What is expected
Reproduce every line of the following data verbatim, with no changes.

Material shown

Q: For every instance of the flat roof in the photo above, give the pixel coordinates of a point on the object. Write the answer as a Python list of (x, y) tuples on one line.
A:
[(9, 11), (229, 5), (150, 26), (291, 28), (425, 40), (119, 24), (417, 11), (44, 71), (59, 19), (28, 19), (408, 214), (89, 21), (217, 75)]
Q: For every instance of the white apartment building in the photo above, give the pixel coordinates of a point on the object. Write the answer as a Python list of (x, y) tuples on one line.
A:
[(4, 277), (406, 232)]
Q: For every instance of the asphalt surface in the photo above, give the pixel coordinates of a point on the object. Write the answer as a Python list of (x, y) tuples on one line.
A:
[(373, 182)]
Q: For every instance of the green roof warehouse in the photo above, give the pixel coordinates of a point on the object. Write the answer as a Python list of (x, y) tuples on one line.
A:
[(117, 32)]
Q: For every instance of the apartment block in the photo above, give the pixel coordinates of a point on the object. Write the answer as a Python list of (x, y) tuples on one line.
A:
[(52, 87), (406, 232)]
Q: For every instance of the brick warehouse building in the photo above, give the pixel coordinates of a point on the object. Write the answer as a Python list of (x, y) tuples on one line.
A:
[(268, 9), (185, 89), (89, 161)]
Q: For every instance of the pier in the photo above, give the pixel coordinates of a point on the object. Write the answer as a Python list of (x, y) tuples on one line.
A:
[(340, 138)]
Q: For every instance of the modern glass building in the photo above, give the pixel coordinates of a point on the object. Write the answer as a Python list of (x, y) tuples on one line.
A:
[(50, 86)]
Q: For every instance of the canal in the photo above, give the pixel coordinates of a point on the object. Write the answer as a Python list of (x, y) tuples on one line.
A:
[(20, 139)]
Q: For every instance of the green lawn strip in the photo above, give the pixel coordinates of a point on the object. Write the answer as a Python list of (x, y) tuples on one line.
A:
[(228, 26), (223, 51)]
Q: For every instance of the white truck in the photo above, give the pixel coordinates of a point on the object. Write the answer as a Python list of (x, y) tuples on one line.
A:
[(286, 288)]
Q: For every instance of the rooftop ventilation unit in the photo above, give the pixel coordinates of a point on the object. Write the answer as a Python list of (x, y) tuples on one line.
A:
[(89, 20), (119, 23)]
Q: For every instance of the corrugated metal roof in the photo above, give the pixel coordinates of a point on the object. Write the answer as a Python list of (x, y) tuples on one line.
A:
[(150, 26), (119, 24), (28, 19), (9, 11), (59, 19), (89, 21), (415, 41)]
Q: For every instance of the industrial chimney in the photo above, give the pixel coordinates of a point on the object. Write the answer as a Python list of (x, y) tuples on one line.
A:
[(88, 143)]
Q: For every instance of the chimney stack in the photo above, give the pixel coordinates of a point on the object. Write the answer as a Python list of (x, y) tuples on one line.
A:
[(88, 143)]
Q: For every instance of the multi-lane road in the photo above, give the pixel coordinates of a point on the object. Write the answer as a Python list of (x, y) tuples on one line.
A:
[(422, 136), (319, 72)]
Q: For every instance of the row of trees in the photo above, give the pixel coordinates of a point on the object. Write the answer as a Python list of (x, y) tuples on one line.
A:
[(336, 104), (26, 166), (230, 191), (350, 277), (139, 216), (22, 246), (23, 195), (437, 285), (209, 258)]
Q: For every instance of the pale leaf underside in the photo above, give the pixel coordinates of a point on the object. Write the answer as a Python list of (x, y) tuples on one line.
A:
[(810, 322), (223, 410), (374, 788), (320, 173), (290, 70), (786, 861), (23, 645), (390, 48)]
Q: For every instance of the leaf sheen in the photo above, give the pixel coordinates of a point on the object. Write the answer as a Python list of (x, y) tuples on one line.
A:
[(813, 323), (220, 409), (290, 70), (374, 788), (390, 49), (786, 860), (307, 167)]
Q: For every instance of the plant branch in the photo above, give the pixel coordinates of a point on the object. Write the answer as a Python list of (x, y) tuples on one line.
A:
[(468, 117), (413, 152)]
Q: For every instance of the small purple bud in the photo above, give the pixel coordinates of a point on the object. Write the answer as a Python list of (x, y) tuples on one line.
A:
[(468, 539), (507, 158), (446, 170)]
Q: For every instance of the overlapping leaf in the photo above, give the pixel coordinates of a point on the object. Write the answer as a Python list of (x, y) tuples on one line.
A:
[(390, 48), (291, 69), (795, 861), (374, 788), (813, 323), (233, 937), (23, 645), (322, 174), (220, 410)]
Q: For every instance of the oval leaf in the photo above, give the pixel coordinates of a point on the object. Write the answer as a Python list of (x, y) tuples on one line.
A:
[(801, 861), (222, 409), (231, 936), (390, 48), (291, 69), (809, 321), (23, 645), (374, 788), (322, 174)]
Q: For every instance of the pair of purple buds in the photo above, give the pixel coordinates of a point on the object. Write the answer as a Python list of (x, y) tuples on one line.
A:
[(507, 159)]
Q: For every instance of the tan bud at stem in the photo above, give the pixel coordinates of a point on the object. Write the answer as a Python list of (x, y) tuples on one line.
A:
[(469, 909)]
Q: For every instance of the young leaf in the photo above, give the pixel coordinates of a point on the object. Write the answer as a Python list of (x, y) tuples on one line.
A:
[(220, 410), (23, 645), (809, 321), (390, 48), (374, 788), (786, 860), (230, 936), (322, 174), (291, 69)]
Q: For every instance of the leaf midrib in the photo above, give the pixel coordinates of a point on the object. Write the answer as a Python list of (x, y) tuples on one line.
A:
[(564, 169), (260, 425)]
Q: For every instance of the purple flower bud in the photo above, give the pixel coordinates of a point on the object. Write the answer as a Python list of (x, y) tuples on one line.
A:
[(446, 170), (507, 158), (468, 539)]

Answer for the task
Q: For every instance of the flat roof in the photo above, give the pixel coordinates of a point on the object. Write the answer as a Python list of (x, y) tuples on one line.
A:
[(9, 11), (229, 5), (150, 26), (291, 28), (425, 40), (119, 24), (417, 11), (44, 71), (59, 19), (28, 19), (408, 214), (89, 21), (217, 75)]
Q: For every instance of the white apartment building in the photo above, give the pixel coordinates of a point on the object. Write the answer as a Python list of (x, y) tuples on one line.
A:
[(4, 277), (406, 232)]
Q: For every instance of the asphalt surface in the photo above, give the pixel coordinates of a point on the object. Write the answer as a Python list of (x, y) tuples on one line.
A:
[(373, 182)]
Q: For every instance of the green roof warehouse in the photo above, give the pixel coordinates of a point on the object. Write the answer as a Python list of (x, y) tuples on one line.
A:
[(117, 32)]
Q: For every instance of the apartment block in the photo above, give the pixel coordinates of a point on the object. Write the answer as a Python list of (x, y) tuples on one line.
A:
[(52, 87), (406, 232)]
Q: For every instance of the brick warehouse building in the photo above, give the pixel coordinates of a point on the object. Write the answer as a Python list of (x, y) tuples on one line.
A:
[(268, 9), (185, 89), (89, 161)]
Q: For every instance of the pier in the photo above, give the pixel coordinates of a point on the object. Write the answer as a Python list of (x, y) tuples on one line.
A:
[(340, 138)]
Q: For every instance of the modern glass building in the photo above, give the pixel coordinates of a point on the object. Write the answer as a Python list of (x, y) tuples on one line.
A:
[(50, 86)]
Q: For every instance of the canal in the photo above, give the pixel coordinates of a point on the object. Write the answer as a Python list of (x, y) tuples on one line.
A:
[(20, 139)]
Q: For every instance of the green lawn strip in the photo above, give the pixel coordinates of a point on the object. Write the answer as a Python list of (x, y) tuples on one line.
A:
[(228, 26), (223, 51)]
Q: For every instance of the white truck in the photo above, give the pixel coordinates of a point on the object. Write the answer as a Python list of (x, y) tuples on one line.
A:
[(286, 288)]
Q: For every instance of the rooftop ventilation unit in the photo above, give the pixel coordinates of a point on the object. Write the answer as a Python list of (x, y) tuples on one line.
A:
[(89, 20), (119, 23)]
Q: For every instance of the corrugated metal roof in the photo above, give the pixel coordinates of a point on the object. Write the answer as a Python list of (x, y) tuples on one line.
A:
[(150, 26), (119, 24), (28, 19), (9, 11), (59, 19), (89, 21), (415, 41)]
Q: For every instance of the industrial chimney in the photo above, give the pixel coordinates of a point on the object. Write the answer as a Python list of (x, y) tuples on one line.
A:
[(88, 143)]
Q: For every instance of the chimney stack in the photo above, give the pixel coordinates of a point on the object. Write the answer as a Python list of (x, y) tuples on one line.
A:
[(88, 143)]
Q: For every instance of the multi-lane road in the photo above, give the pixel coordinates of a point on the object. Write the answer as a Python list of (x, y) tuples on one line.
A:
[(422, 136), (319, 72)]
Q: For every instance of the row of trees in the photo above, give the pixel coordinates of a point on the object. Write the answer as a Python list of (x, y) tuples on one line.
A:
[(336, 104), (26, 166), (230, 191), (350, 277), (139, 216), (22, 246), (23, 195), (437, 285), (209, 258)]
Q: For every instance of the pale leaf underside in the photo above, give the pixel coordinates of a point on the object. Write the answer as a Python list of (x, y) tuples on one line.
A:
[(810, 322), (223, 410), (374, 788), (320, 173), (290, 70), (786, 861), (23, 645), (390, 48)]
Q: For every instance of the leaf sheen in the photo above, give the pixel coordinates of a point on the object. Write the answer as a Python list of (x, y) tuples on one line.
A:
[(813, 323), (220, 409), (290, 70), (374, 788), (390, 49), (786, 860), (307, 167)]
Q: For every instance of the plant branch in the photo above, give the pixel coordinates of a point on the object. Write the answer as a Python list of (x, y) tuples on one line.
A:
[(468, 117), (413, 152)]
Q: For every instance of the small purple bud in the photo above, give the pixel coordinates of a point on the object. Write the answer as a Python list of (x, y) tuples on one line.
A:
[(468, 539), (507, 158), (446, 170)]
Q: For every instance of the overlapping leaf in the photo above, give the pixel coordinates of a point on the object. Write the answer as a Python list of (x, y) tuples on one line.
A:
[(390, 48), (291, 69), (795, 861), (374, 788), (813, 323), (233, 937), (23, 645), (322, 174), (220, 410)]
Q: For every instance of the oval leaf in the photo above, give the pixel coordinates of a point on the object. Write the answer as a Python list of (x, y) tuples on one line.
A:
[(801, 861), (222, 409), (231, 936), (390, 48), (291, 69), (809, 321), (23, 645), (374, 788), (322, 174)]
Q: For every instance of the pair of purple buds in the photo above, give the pixel coordinates of a point on the object. Write the answer as a Python list of (x, y) tuples on one line.
A:
[(507, 159)]
Q: For every instance of the tan bud at stem in the photo above, give the pixel coordinates of a point on the object. Write the answer as a Python list of (x, y) tuples on one line.
A:
[(469, 909)]
Q: For every instance of the young leaf in the photo above, give the pixel coordinates of a point on the object. Write the answer as a Python list of (x, y) tuples on one line.
A:
[(220, 410), (23, 645), (809, 321), (390, 48), (374, 788), (786, 860), (230, 936), (322, 174), (291, 69)]
Q: For every instance of the leaf midrib in the photo above, give the pixel coordinates of a point on the object. Write the answer as a Python list of (x, y) tuples on one line.
A:
[(564, 169), (260, 425)]
Q: For every instance of the purple flower bud in the photo above, give the pixel coordinates of a point on the object. Write the answer as a Python list of (x, y) tuples on one line.
A:
[(446, 170), (507, 158), (468, 539)]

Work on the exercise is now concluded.